• **Direction**: Please decide whether each statement agrees with the Lumen Index FAQ, answering yes or no and quoting the FAQ's deciding words. 1. The Lumen Index is meant to replace internal customer health models. 2. Leadership changes are among the categories classified within company news. 3. An account with no signals may have had no qualifying activity in the tracked sources.

• **Document text**:
↓

Frequently Asked Questions

The Lumen Index helps teams monitor external company change across a customer or account portfolio. These are the questions we hear most often from buyers evaluating onboarding, signal coverage, and workflow fit.


How is this different from a customer health score?

A customer health score is usually built from internal product usage, support, renewal, and relationship data. The Lumen Index adds an external signal layer that tracks public company change around your accounts. It is designed to complement internal health models, not replace them.

Which signal types are included out of the box?

The core signal families today are WARN filings, layoffs, data breaches, and company-change or company-news signals. Within company news, the platform also classifies categories such as leadership changes, legal and regulatory activity, M&A, outages, partnerships, product changes, funding, and growth-related events.

Where do the signals come from?

Signals come from public external sources that can indicate meaningful company change. That includes items such as WARN filings, layoff reporting, breach reporting, and other public company-event sources that can be tied back to monitored accounts.

Is this predicting churn?

No. The Lumen Index is not presented as a churn prediction model. It highlights external company signals that may add context to account risk, change, or timing. Teams can use it alongside internal account knowledge, but it should not be treated as a stand-alone churn prediction score.

If an account has no signals, how do you distinguish quiet company from coverage gap?

We do not fabricate a signal when none is observed. A quiet account can mean either no meaningful external change or no qualifying source activity in the sources we track. Coverage visibility matters here, so the goal is to show not just where signals exist, but also where the portfolio has been reviewed without a qualifying signal appearing.

↑

• **Excerpts of annotation records**:
↓

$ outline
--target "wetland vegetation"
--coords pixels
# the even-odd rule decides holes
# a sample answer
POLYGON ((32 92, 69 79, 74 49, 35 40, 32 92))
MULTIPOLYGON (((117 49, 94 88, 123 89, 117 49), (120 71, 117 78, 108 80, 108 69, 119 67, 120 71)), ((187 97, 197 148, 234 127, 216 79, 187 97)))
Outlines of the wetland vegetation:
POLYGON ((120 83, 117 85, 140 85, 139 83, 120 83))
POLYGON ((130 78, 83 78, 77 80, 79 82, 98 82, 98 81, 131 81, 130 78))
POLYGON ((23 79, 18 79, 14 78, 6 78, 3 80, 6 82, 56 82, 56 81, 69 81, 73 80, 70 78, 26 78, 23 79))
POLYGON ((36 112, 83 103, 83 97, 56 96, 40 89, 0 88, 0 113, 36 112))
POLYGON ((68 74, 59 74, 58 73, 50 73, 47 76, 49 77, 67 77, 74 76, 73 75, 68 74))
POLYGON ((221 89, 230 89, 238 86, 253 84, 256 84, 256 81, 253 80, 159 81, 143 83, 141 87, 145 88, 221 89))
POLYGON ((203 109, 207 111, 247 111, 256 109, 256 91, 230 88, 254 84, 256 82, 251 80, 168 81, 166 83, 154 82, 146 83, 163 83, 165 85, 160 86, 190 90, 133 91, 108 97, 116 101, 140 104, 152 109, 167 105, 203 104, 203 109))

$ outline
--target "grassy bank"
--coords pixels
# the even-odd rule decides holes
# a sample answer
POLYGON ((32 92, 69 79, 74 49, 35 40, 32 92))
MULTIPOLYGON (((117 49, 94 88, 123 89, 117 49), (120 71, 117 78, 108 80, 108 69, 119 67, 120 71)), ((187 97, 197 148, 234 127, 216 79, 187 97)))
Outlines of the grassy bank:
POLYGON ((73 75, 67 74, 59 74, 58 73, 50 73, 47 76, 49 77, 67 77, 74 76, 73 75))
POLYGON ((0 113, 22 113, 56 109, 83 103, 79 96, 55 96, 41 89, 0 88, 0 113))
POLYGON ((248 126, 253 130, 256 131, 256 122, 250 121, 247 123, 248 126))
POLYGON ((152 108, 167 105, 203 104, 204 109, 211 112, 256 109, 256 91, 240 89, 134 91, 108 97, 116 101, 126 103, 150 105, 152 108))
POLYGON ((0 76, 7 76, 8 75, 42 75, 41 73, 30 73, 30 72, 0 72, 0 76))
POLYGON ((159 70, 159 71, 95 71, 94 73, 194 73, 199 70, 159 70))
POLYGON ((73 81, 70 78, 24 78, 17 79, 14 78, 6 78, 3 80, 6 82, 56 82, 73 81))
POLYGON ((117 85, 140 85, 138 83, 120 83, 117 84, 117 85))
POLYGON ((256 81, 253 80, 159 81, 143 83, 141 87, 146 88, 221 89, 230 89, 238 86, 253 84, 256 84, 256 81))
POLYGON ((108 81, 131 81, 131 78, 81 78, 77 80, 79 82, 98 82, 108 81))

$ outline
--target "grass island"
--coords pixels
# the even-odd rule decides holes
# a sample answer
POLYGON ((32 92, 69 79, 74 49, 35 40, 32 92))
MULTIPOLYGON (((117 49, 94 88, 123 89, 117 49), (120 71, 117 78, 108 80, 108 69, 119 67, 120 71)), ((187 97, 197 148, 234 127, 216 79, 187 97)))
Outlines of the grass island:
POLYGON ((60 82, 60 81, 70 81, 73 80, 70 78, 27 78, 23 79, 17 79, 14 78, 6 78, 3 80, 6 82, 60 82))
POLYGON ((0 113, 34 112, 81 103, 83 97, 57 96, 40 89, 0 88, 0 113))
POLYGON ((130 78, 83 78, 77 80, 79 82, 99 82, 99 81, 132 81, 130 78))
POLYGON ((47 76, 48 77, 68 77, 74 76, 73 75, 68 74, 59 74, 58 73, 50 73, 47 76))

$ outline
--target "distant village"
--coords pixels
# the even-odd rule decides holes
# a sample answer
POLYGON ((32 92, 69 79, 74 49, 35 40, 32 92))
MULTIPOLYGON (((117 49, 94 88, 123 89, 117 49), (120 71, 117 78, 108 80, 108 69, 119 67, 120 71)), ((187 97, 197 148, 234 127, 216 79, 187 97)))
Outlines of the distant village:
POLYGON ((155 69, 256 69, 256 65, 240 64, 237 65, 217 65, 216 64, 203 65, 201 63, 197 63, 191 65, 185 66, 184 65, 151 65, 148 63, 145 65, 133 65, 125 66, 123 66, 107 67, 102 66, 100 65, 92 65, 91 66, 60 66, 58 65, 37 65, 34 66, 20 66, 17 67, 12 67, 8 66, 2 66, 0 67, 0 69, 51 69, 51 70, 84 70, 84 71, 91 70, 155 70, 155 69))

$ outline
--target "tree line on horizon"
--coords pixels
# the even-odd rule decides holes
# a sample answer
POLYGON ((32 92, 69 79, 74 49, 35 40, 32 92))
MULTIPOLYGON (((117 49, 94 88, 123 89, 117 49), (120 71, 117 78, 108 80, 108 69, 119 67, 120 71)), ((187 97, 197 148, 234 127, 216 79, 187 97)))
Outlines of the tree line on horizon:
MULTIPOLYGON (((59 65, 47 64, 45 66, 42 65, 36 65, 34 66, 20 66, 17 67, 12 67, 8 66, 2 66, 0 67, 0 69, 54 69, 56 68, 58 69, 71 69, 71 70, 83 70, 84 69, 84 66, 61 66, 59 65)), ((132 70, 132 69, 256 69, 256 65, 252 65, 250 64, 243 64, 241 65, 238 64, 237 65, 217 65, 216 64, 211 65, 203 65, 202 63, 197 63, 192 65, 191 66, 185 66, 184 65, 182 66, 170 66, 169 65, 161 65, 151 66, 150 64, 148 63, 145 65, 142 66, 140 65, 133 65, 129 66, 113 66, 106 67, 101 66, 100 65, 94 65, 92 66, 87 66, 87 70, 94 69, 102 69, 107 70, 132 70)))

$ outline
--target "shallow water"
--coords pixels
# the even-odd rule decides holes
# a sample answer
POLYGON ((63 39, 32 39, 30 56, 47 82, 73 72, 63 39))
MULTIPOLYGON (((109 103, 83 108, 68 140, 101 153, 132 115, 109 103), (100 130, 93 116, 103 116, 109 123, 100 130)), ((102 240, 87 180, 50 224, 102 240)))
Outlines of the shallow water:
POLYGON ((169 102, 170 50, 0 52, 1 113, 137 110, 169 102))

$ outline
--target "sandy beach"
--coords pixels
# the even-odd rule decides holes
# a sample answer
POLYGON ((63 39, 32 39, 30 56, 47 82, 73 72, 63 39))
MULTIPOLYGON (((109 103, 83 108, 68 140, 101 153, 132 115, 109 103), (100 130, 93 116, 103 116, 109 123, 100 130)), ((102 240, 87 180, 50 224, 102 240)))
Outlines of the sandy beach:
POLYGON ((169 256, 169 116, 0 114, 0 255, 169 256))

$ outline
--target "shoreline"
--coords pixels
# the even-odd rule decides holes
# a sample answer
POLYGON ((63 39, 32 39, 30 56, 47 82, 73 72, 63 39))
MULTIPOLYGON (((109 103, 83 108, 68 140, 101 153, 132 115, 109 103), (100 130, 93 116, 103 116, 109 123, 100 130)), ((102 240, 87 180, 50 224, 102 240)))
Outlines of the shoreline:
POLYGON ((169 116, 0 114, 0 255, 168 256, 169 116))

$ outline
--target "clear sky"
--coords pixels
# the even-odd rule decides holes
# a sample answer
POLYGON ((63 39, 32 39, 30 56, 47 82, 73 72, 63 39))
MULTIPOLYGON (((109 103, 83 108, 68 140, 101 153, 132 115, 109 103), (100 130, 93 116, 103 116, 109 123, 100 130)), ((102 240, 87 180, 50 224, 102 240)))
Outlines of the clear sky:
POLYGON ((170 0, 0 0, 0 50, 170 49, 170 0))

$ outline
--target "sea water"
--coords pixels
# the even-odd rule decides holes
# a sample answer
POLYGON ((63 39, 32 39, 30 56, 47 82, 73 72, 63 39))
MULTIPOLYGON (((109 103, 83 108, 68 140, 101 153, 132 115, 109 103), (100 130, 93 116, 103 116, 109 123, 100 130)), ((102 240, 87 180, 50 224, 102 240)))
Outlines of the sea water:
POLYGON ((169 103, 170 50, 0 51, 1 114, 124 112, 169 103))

↑

• **Exercise answer**:
1. No: "It is designed to complement internal health models, not replace them."
2. Yes: "Within company news, the platform also classifies categories such as leadership changes"
3. Yes: "A quiet account can mean either no meaningful external change or no qualifying source activity in the sources we track."